— start of SOURCE PASSAGE —

Table of Contents
As I was looking for a good Persian OCR, I've found out that there is no good open-source project that features Persian language for OCR. So I've started a project to create a simple Persian OCR to achieve the missing.
What I have Done:
- Optimize pytesseract for persian by testing different configs.
- Image Optimization for low-res images to improve accuracy significantly.
- Using a Persian Spell-Checking to improve accuracy.
Of course, This project isn't perfect and i'm still working on it to improve accuracy and speed. But I hope this project helps other people like me to have a good base for Persian OCR.
I have used python to build this project. Two of the most useful modules in this project were pytesseract and opencv.
This is a simple instruction to start using this project.

— end of SOURCE PASSAGE —

_DIRECTION A:_ Reproduce the entries verbatim, from the line containing "Annotation task: tag one point per instance of the bicycle wheel" down through the final line of the entries, including both of those lines.

— start of INPUT DATA —

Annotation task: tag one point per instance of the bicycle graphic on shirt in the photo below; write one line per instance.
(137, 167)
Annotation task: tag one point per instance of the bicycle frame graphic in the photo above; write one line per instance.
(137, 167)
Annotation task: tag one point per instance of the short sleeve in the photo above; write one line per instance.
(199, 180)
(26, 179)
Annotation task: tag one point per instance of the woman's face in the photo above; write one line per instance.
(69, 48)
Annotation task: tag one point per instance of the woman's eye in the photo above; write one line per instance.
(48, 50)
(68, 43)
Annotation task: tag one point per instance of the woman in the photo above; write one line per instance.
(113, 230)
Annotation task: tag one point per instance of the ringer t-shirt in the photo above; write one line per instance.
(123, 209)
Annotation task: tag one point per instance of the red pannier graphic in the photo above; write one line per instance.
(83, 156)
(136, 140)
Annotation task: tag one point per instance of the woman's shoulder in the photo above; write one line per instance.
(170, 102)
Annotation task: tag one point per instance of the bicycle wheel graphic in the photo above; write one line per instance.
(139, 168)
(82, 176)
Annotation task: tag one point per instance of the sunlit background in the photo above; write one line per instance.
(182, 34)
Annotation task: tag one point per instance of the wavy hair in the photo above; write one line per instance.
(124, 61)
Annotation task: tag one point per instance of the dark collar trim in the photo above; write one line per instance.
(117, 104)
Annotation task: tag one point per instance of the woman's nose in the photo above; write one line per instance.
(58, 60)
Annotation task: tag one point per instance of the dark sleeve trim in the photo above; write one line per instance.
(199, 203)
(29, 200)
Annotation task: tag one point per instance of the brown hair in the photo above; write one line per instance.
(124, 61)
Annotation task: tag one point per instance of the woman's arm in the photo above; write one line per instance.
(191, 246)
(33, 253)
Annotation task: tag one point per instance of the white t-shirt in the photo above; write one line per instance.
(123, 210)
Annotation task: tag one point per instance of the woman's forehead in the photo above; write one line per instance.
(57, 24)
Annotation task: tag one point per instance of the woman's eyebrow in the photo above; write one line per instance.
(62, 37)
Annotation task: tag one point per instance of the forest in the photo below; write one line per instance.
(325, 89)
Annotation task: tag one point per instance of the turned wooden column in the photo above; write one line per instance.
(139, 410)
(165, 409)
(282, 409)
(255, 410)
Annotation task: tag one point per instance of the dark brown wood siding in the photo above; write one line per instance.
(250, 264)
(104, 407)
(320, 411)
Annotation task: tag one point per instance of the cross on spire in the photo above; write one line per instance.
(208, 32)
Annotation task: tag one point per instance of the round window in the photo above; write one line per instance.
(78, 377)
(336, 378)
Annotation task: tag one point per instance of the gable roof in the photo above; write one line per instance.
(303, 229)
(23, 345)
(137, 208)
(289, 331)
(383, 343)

— end of INPUT DATA —

_DIRECTION B:_
Using the Persian OCR project description, answer the following:
(i) Which tool was optimized for Persian by testing different configs?
(ii) What kind of images received image optimization to improve accuracy?
(iii) Which two modules are named as the most useful in the project?

_COMPLETE RESPONSE A:_
Annotation task: tag one point per instance of the bicycle wheel graphic in the photo above; write one line per instance.
(139, 168)
(82, 176)
Annotation task: tag one point per instance of the sunlit background in the photo above; write one line per instance.
(182, 34)
Annotation task: tag one point per instance of the wavy hair in the photo above; write one line per instance.
(124, 61)
Annotation task: tag one point per instance of the dark collar trim in the photo above; write one line per instance.
(117, 104)
Annotation task: tag one point per instance of the woman's nose in the photo above; write one line per instance.
(58, 60)
Annotation task: tag one point per instance of the dark sleeve trim in the photo above; write one line per instance.
(199, 203)
(29, 200)
Annotation task: tag one point per instance of the brown hair in the photo above; write one line per instance.
(124, 61)
Annotation task: tag one point per instance of the woman's arm in the photo above; write one line per instance.
(191, 246)
(33, 253)
Annotation task: tag one point per instance of the white t-shirt in the photo above; write one line per instance.
(123, 210)
Annotation task: tag one point per instance of the woman's forehead in the photo above; write one line per instance.
(57, 24)
Annotation task: tag one point per instance of the woman's eyebrow in the photo above; write one line per instance.
(62, 37)
Annotation task: tag one point per instance of the forest in the photo below; write one line per instance.
(325, 89)
Annotation task: tag one point per instance of the turned wooden column in the photo above; write one line per instance.
(139, 410)
(165, 409)
(282, 409)
(255, 410)
Annotation task: tag one point per instance of the dark brown wood siding in the photo above; write one line per instance.
(250, 264)
(104, 407)
(320, 411)
Annotation task: tag one point per instance of the cross on spire in the photo above; write one line per instance.
(208, 32)
Annotation task: tag one point per instance of the round window in the photo above; write one line per instance.
(78, 377)
(336, 378)
Annotation task: tag one point per instance of the gable roof in the photo above; write one line per instance.
(303, 229)
(23, 345)
(137, 208)
(289, 331)
(383, 343)

_COMPLETE RESPONSE B:_
(i) pytesseract
(ii) Low-res images
(iii) pytesseract and opencv